-- Begin Dataset --

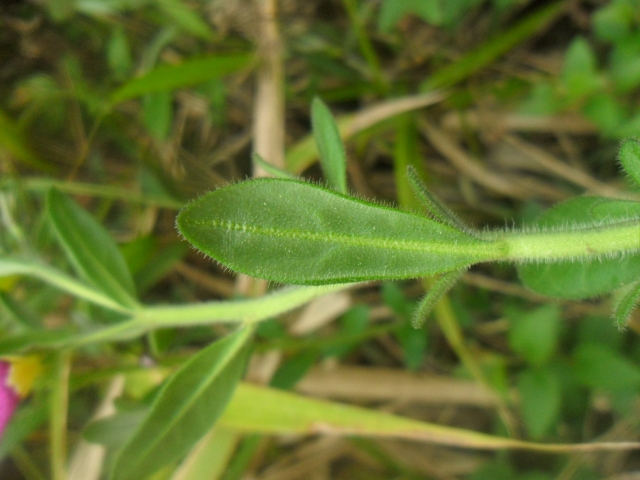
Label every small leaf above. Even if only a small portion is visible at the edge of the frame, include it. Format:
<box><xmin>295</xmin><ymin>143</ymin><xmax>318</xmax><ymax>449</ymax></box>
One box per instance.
<box><xmin>177</xmin><ymin>179</ymin><xmax>498</xmax><ymax>285</ymax></box>
<box><xmin>613</xmin><ymin>282</ymin><xmax>640</xmax><ymax>330</ymax></box>
<box><xmin>518</xmin><ymin>369</ymin><xmax>561</xmax><ymax>439</ymax></box>
<box><xmin>407</xmin><ymin>166</ymin><xmax>477</xmax><ymax>236</ymax></box>
<box><xmin>411</xmin><ymin>268</ymin><xmax>467</xmax><ymax>328</ymax></box>
<box><xmin>619</xmin><ymin>138</ymin><xmax>640</xmax><ymax>185</ymax></box>
<box><xmin>311</xmin><ymin>97</ymin><xmax>347</xmax><ymax>195</ymax></box>
<box><xmin>111</xmin><ymin>328</ymin><xmax>252</xmax><ymax>480</ymax></box>
<box><xmin>111</xmin><ymin>53</ymin><xmax>252</xmax><ymax>105</ymax></box>
<box><xmin>509</xmin><ymin>305</ymin><xmax>560</xmax><ymax>365</ymax></box>
<box><xmin>47</xmin><ymin>189</ymin><xmax>137</xmax><ymax>308</ymax></box>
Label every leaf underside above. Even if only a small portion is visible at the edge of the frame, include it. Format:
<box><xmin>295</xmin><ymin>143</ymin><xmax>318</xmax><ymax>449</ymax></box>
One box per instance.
<box><xmin>177</xmin><ymin>179</ymin><xmax>492</xmax><ymax>285</ymax></box>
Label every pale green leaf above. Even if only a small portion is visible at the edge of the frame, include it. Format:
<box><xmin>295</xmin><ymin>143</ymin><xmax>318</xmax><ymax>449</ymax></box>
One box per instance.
<box><xmin>218</xmin><ymin>383</ymin><xmax>640</xmax><ymax>453</ymax></box>
<box><xmin>177</xmin><ymin>179</ymin><xmax>499</xmax><ymax>285</ymax></box>
<box><xmin>613</xmin><ymin>282</ymin><xmax>640</xmax><ymax>330</ymax></box>
<box><xmin>518</xmin><ymin>197</ymin><xmax>640</xmax><ymax>299</ymax></box>
<box><xmin>47</xmin><ymin>189</ymin><xmax>137</xmax><ymax>308</ymax></box>
<box><xmin>311</xmin><ymin>97</ymin><xmax>347</xmax><ymax>194</ymax></box>
<box><xmin>411</xmin><ymin>268</ymin><xmax>467</xmax><ymax>328</ymax></box>
<box><xmin>518</xmin><ymin>369</ymin><xmax>561</xmax><ymax>439</ymax></box>
<box><xmin>111</xmin><ymin>53</ymin><xmax>252</xmax><ymax>104</ymax></box>
<box><xmin>618</xmin><ymin>138</ymin><xmax>640</xmax><ymax>185</ymax></box>
<box><xmin>509</xmin><ymin>305</ymin><xmax>560</xmax><ymax>365</ymax></box>
<box><xmin>111</xmin><ymin>328</ymin><xmax>252</xmax><ymax>480</ymax></box>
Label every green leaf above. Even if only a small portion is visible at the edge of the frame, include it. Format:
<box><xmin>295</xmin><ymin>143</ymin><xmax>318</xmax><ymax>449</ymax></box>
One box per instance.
<box><xmin>155</xmin><ymin>0</ymin><xmax>213</xmax><ymax>40</ymax></box>
<box><xmin>111</xmin><ymin>53</ymin><xmax>253</xmax><ymax>105</ymax></box>
<box><xmin>142</xmin><ymin>91</ymin><xmax>173</xmax><ymax>141</ymax></box>
<box><xmin>407</xmin><ymin>166</ymin><xmax>475</xmax><ymax>235</ymax></box>
<box><xmin>219</xmin><ymin>384</ymin><xmax>638</xmax><ymax>453</ymax></box>
<box><xmin>0</xmin><ymin>257</ymin><xmax>131</xmax><ymax>312</ymax></box>
<box><xmin>177</xmin><ymin>179</ymin><xmax>496</xmax><ymax>285</ymax></box>
<box><xmin>518</xmin><ymin>197</ymin><xmax>640</xmax><ymax>299</ymax></box>
<box><xmin>509</xmin><ymin>305</ymin><xmax>560</xmax><ymax>365</ymax></box>
<box><xmin>618</xmin><ymin>138</ymin><xmax>640</xmax><ymax>185</ymax></box>
<box><xmin>311</xmin><ymin>97</ymin><xmax>347</xmax><ymax>195</ymax></box>
<box><xmin>47</xmin><ymin>189</ymin><xmax>138</xmax><ymax>308</ymax></box>
<box><xmin>411</xmin><ymin>268</ymin><xmax>467</xmax><ymax>328</ymax></box>
<box><xmin>613</xmin><ymin>282</ymin><xmax>640</xmax><ymax>330</ymax></box>
<box><xmin>111</xmin><ymin>328</ymin><xmax>252</xmax><ymax>480</ymax></box>
<box><xmin>518</xmin><ymin>369</ymin><xmax>561</xmax><ymax>439</ymax></box>
<box><xmin>573</xmin><ymin>343</ymin><xmax>640</xmax><ymax>391</ymax></box>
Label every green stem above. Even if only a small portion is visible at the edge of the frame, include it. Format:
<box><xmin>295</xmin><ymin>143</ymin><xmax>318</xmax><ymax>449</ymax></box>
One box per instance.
<box><xmin>495</xmin><ymin>220</ymin><xmax>640</xmax><ymax>261</ymax></box>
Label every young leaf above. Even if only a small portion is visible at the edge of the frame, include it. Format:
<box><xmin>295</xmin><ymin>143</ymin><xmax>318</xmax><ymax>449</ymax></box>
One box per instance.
<box><xmin>111</xmin><ymin>328</ymin><xmax>252</xmax><ymax>480</ymax></box>
<box><xmin>177</xmin><ymin>179</ymin><xmax>500</xmax><ymax>285</ymax></box>
<box><xmin>619</xmin><ymin>138</ymin><xmax>640</xmax><ymax>185</ymax></box>
<box><xmin>411</xmin><ymin>268</ymin><xmax>467</xmax><ymax>328</ymax></box>
<box><xmin>518</xmin><ymin>197</ymin><xmax>640</xmax><ymax>299</ymax></box>
<box><xmin>407</xmin><ymin>166</ymin><xmax>477</xmax><ymax>236</ymax></box>
<box><xmin>613</xmin><ymin>282</ymin><xmax>640</xmax><ymax>330</ymax></box>
<box><xmin>47</xmin><ymin>189</ymin><xmax>137</xmax><ymax>308</ymax></box>
<box><xmin>311</xmin><ymin>97</ymin><xmax>347</xmax><ymax>195</ymax></box>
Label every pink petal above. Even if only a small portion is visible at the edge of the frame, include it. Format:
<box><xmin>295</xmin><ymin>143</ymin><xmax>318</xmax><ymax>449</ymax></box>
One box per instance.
<box><xmin>0</xmin><ymin>361</ymin><xmax>20</xmax><ymax>437</ymax></box>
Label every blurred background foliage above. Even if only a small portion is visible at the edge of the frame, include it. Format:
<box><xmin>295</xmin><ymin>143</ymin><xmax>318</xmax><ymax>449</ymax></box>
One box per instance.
<box><xmin>0</xmin><ymin>0</ymin><xmax>640</xmax><ymax>480</ymax></box>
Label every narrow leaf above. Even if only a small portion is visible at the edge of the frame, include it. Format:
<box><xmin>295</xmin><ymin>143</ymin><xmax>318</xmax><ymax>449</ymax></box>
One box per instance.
<box><xmin>219</xmin><ymin>384</ymin><xmax>640</xmax><ymax>453</ymax></box>
<box><xmin>311</xmin><ymin>97</ymin><xmax>347</xmax><ymax>195</ymax></box>
<box><xmin>0</xmin><ymin>257</ymin><xmax>131</xmax><ymax>312</ymax></box>
<box><xmin>47</xmin><ymin>189</ymin><xmax>137</xmax><ymax>308</ymax></box>
<box><xmin>111</xmin><ymin>328</ymin><xmax>252</xmax><ymax>480</ymax></box>
<box><xmin>518</xmin><ymin>197</ymin><xmax>640</xmax><ymax>299</ymax></box>
<box><xmin>411</xmin><ymin>268</ymin><xmax>467</xmax><ymax>328</ymax></box>
<box><xmin>111</xmin><ymin>53</ymin><xmax>252</xmax><ymax>105</ymax></box>
<box><xmin>407</xmin><ymin>166</ymin><xmax>477</xmax><ymax>236</ymax></box>
<box><xmin>613</xmin><ymin>282</ymin><xmax>640</xmax><ymax>330</ymax></box>
<box><xmin>177</xmin><ymin>179</ymin><xmax>499</xmax><ymax>285</ymax></box>
<box><xmin>251</xmin><ymin>152</ymin><xmax>296</xmax><ymax>180</ymax></box>
<box><xmin>619</xmin><ymin>138</ymin><xmax>640</xmax><ymax>185</ymax></box>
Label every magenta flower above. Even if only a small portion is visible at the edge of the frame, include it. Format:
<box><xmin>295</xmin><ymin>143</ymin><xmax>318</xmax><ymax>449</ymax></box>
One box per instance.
<box><xmin>0</xmin><ymin>356</ymin><xmax>42</xmax><ymax>437</ymax></box>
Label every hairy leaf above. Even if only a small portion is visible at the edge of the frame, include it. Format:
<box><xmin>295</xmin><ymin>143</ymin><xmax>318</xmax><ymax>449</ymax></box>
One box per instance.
<box><xmin>47</xmin><ymin>189</ymin><xmax>137</xmax><ymax>308</ymax></box>
<box><xmin>518</xmin><ymin>197</ymin><xmax>640</xmax><ymax>299</ymax></box>
<box><xmin>177</xmin><ymin>179</ymin><xmax>496</xmax><ymax>285</ymax></box>
<box><xmin>111</xmin><ymin>328</ymin><xmax>251</xmax><ymax>480</ymax></box>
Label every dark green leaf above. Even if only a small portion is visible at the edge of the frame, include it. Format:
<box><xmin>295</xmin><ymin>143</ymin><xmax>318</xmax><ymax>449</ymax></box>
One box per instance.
<box><xmin>518</xmin><ymin>369</ymin><xmax>561</xmax><ymax>439</ymax></box>
<box><xmin>177</xmin><ymin>179</ymin><xmax>496</xmax><ymax>285</ymax></box>
<box><xmin>573</xmin><ymin>344</ymin><xmax>640</xmax><ymax>391</ymax></box>
<box><xmin>47</xmin><ymin>189</ymin><xmax>137</xmax><ymax>308</ymax></box>
<box><xmin>509</xmin><ymin>305</ymin><xmax>560</xmax><ymax>365</ymax></box>
<box><xmin>518</xmin><ymin>197</ymin><xmax>640</xmax><ymax>299</ymax></box>
<box><xmin>111</xmin><ymin>328</ymin><xmax>251</xmax><ymax>480</ymax></box>
<box><xmin>311</xmin><ymin>97</ymin><xmax>347</xmax><ymax>195</ymax></box>
<box><xmin>619</xmin><ymin>138</ymin><xmax>640</xmax><ymax>185</ymax></box>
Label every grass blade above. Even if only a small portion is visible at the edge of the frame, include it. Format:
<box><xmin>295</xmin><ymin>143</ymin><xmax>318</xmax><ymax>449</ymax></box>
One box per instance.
<box><xmin>47</xmin><ymin>189</ymin><xmax>138</xmax><ymax>309</ymax></box>
<box><xmin>111</xmin><ymin>53</ymin><xmax>253</xmax><ymax>105</ymax></box>
<box><xmin>111</xmin><ymin>328</ymin><xmax>252</xmax><ymax>480</ymax></box>
<box><xmin>311</xmin><ymin>97</ymin><xmax>347</xmax><ymax>195</ymax></box>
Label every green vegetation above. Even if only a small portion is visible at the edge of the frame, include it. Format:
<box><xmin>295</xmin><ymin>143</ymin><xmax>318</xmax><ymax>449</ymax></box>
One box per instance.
<box><xmin>0</xmin><ymin>0</ymin><xmax>640</xmax><ymax>480</ymax></box>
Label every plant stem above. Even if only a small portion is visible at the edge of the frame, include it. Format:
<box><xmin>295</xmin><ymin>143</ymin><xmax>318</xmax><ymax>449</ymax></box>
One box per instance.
<box><xmin>496</xmin><ymin>220</ymin><xmax>640</xmax><ymax>261</ymax></box>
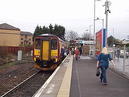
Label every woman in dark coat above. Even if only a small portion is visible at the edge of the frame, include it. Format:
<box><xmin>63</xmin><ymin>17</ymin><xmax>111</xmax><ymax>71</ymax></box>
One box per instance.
<box><xmin>97</xmin><ymin>47</ymin><xmax>114</xmax><ymax>85</ymax></box>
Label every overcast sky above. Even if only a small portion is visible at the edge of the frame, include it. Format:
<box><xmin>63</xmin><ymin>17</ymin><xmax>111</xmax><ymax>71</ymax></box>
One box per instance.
<box><xmin>0</xmin><ymin>0</ymin><xmax>129</xmax><ymax>39</ymax></box>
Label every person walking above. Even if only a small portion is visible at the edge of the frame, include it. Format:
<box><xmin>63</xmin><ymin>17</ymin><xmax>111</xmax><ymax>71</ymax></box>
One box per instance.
<box><xmin>97</xmin><ymin>47</ymin><xmax>114</xmax><ymax>85</ymax></box>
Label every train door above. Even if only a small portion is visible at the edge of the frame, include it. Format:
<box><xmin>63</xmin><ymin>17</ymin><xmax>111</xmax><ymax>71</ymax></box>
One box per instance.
<box><xmin>42</xmin><ymin>40</ymin><xmax>50</xmax><ymax>61</ymax></box>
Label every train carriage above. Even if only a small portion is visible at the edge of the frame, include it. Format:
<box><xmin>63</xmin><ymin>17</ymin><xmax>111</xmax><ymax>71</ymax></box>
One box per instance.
<box><xmin>33</xmin><ymin>34</ymin><xmax>65</xmax><ymax>70</ymax></box>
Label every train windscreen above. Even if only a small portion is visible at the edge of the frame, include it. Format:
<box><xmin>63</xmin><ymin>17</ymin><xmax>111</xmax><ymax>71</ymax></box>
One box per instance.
<box><xmin>35</xmin><ymin>39</ymin><xmax>41</xmax><ymax>49</ymax></box>
<box><xmin>51</xmin><ymin>39</ymin><xmax>57</xmax><ymax>50</ymax></box>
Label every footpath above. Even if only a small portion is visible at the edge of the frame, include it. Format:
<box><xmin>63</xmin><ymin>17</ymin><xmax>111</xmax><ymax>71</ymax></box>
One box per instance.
<box><xmin>70</xmin><ymin>56</ymin><xmax>129</xmax><ymax>97</ymax></box>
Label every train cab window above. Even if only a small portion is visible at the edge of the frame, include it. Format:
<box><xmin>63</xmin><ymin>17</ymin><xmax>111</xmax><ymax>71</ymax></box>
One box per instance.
<box><xmin>51</xmin><ymin>39</ymin><xmax>57</xmax><ymax>50</ymax></box>
<box><xmin>35</xmin><ymin>39</ymin><xmax>41</xmax><ymax>49</ymax></box>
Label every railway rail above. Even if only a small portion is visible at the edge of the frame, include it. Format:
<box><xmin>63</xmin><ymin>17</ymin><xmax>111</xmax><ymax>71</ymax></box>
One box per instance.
<box><xmin>1</xmin><ymin>71</ymin><xmax>52</xmax><ymax>97</ymax></box>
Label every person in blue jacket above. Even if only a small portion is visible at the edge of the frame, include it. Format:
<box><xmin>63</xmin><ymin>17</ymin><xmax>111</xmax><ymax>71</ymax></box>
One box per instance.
<box><xmin>97</xmin><ymin>47</ymin><xmax>114</xmax><ymax>85</ymax></box>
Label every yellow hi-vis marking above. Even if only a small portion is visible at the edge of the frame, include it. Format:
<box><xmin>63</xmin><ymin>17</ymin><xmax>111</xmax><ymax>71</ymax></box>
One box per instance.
<box><xmin>42</xmin><ymin>41</ymin><xmax>49</xmax><ymax>60</ymax></box>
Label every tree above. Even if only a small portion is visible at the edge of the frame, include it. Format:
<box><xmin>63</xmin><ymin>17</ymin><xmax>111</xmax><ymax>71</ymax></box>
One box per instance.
<box><xmin>34</xmin><ymin>24</ymin><xmax>65</xmax><ymax>40</ymax></box>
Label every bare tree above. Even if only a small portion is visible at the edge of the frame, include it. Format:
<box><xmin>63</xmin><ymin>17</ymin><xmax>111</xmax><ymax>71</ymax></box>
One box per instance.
<box><xmin>82</xmin><ymin>32</ymin><xmax>92</xmax><ymax>40</ymax></box>
<box><xmin>66</xmin><ymin>31</ymin><xmax>79</xmax><ymax>40</ymax></box>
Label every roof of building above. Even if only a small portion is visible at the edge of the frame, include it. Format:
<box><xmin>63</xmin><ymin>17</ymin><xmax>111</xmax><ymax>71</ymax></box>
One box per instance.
<box><xmin>20</xmin><ymin>31</ymin><xmax>33</xmax><ymax>36</ymax></box>
<box><xmin>0</xmin><ymin>23</ymin><xmax>20</xmax><ymax>30</ymax></box>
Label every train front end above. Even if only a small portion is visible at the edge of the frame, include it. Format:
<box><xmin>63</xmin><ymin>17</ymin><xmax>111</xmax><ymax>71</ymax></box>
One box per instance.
<box><xmin>34</xmin><ymin>35</ymin><xmax>60</xmax><ymax>71</ymax></box>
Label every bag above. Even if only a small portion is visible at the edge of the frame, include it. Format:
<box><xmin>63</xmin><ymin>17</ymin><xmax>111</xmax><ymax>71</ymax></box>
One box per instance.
<box><xmin>96</xmin><ymin>68</ymin><xmax>100</xmax><ymax>77</ymax></box>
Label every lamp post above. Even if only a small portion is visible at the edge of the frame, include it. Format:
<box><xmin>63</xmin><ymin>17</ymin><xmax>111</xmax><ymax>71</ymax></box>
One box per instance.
<box><xmin>104</xmin><ymin>0</ymin><xmax>111</xmax><ymax>45</ymax></box>
<box><xmin>95</xmin><ymin>17</ymin><xmax>104</xmax><ymax>29</ymax></box>
<box><xmin>93</xmin><ymin>0</ymin><xmax>100</xmax><ymax>55</ymax></box>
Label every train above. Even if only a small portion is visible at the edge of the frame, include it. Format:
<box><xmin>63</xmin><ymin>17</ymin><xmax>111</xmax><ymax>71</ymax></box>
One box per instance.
<box><xmin>33</xmin><ymin>34</ymin><xmax>66</xmax><ymax>71</ymax></box>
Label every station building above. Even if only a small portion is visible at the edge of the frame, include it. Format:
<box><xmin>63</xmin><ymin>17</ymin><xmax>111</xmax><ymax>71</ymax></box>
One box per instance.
<box><xmin>0</xmin><ymin>23</ymin><xmax>33</xmax><ymax>47</ymax></box>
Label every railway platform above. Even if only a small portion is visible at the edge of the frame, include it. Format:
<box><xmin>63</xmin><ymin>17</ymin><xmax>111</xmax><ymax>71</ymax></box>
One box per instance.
<box><xmin>33</xmin><ymin>56</ymin><xmax>129</xmax><ymax>97</ymax></box>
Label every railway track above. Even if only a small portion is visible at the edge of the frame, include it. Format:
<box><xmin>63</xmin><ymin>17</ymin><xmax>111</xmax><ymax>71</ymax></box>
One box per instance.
<box><xmin>0</xmin><ymin>71</ymin><xmax>52</xmax><ymax>97</ymax></box>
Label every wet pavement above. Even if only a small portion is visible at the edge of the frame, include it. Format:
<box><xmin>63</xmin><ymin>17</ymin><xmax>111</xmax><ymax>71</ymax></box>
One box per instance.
<box><xmin>70</xmin><ymin>56</ymin><xmax>129</xmax><ymax>97</ymax></box>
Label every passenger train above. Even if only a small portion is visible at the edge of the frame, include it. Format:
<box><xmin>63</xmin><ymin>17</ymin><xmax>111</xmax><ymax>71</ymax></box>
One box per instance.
<box><xmin>33</xmin><ymin>34</ymin><xmax>65</xmax><ymax>71</ymax></box>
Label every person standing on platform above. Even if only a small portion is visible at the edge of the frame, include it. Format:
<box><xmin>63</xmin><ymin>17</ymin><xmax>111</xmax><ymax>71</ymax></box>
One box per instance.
<box><xmin>97</xmin><ymin>47</ymin><xmax>114</xmax><ymax>85</ymax></box>
<box><xmin>79</xmin><ymin>47</ymin><xmax>82</xmax><ymax>56</ymax></box>
<box><xmin>74</xmin><ymin>47</ymin><xmax>80</xmax><ymax>60</ymax></box>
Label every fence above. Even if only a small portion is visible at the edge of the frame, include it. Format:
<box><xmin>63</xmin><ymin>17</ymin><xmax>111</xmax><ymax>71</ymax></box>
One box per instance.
<box><xmin>109</xmin><ymin>45</ymin><xmax>129</xmax><ymax>76</ymax></box>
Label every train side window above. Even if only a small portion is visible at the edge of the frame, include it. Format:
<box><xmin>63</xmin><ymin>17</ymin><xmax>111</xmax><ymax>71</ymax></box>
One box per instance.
<box><xmin>35</xmin><ymin>39</ymin><xmax>41</xmax><ymax>49</ymax></box>
<box><xmin>51</xmin><ymin>39</ymin><xmax>57</xmax><ymax>50</ymax></box>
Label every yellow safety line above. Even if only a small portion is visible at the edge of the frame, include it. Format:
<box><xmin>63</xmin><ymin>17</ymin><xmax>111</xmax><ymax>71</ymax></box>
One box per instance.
<box><xmin>57</xmin><ymin>56</ymin><xmax>73</xmax><ymax>97</ymax></box>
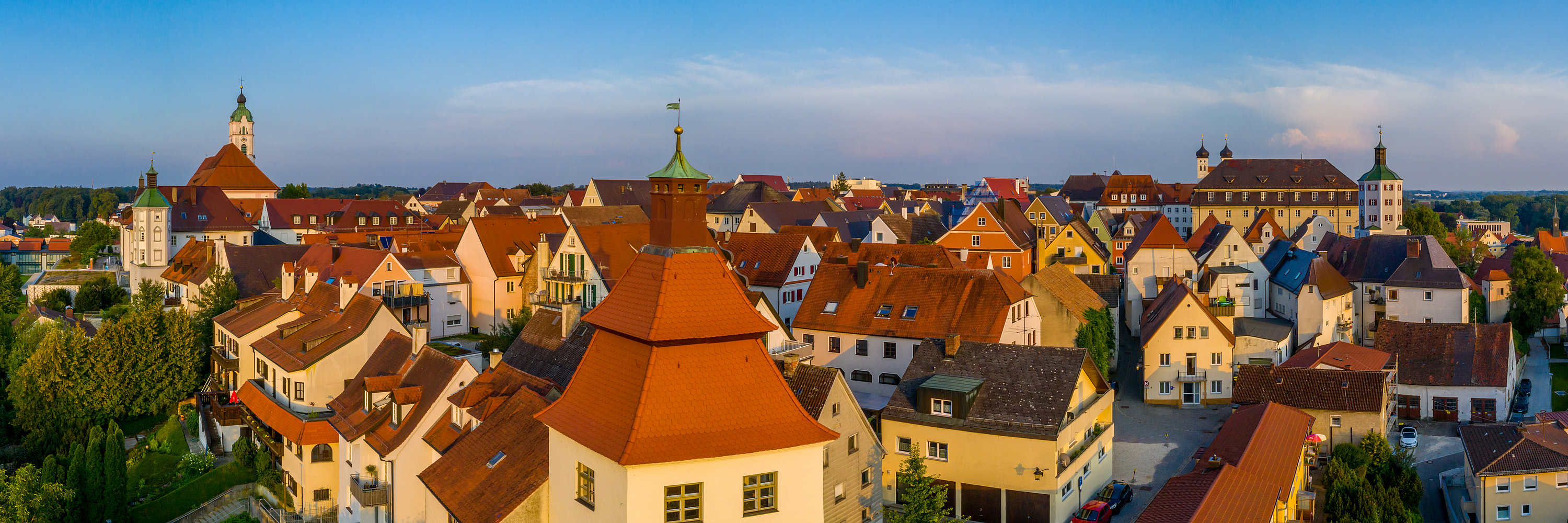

-- End Dataset --

#### What is needed:
Identify every line in the material above that contains the word "railway", and copy each such line in full. Matches are case-sensitive.

#### Exercise answer:
Label every railway rail above. Even if only a small portion is visible at the edge of the frame, include it. Format:
Label every railway platform above. Even if only a small portion is visible at the edge of the frame, include it. Format:
Label every railway track above. Even if only a small portion is visible at the edge of the frame, include it. Format:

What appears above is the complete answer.